Given request: Exactly reproduce the lines beginning with the line that includes "target: leaf litter on ground" and ending with the last line of the data.

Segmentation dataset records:
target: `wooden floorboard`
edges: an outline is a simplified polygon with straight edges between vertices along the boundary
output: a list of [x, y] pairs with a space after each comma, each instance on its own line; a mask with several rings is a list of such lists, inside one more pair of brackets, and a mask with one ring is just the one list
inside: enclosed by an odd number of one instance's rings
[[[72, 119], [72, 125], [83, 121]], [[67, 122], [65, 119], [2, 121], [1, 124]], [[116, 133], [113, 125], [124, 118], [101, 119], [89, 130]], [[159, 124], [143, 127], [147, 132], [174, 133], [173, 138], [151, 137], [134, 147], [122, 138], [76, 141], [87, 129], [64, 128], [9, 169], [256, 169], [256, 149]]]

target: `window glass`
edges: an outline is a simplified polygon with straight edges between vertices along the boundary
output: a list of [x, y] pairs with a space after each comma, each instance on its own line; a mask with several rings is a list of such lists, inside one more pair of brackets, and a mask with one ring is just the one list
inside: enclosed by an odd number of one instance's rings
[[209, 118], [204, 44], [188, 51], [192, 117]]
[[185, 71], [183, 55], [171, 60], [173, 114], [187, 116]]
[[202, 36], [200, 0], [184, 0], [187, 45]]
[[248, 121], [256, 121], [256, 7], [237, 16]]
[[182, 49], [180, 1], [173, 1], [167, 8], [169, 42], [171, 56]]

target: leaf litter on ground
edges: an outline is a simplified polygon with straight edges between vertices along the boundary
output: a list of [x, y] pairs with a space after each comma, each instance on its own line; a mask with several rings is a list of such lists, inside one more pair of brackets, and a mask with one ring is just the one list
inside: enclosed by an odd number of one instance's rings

Worked solution:
target: leaf litter on ground
edges: an outline is a simplified polygon with straight edges between vertices along the boundary
output: a list of [x, y] pairs with a space after each comma, each instance on its own line; a mask with several rings is a list of such lists, inside one more pair of brackets, and a mask with one ring is just the one list
inside: enclosed by an odd number of one instance's rings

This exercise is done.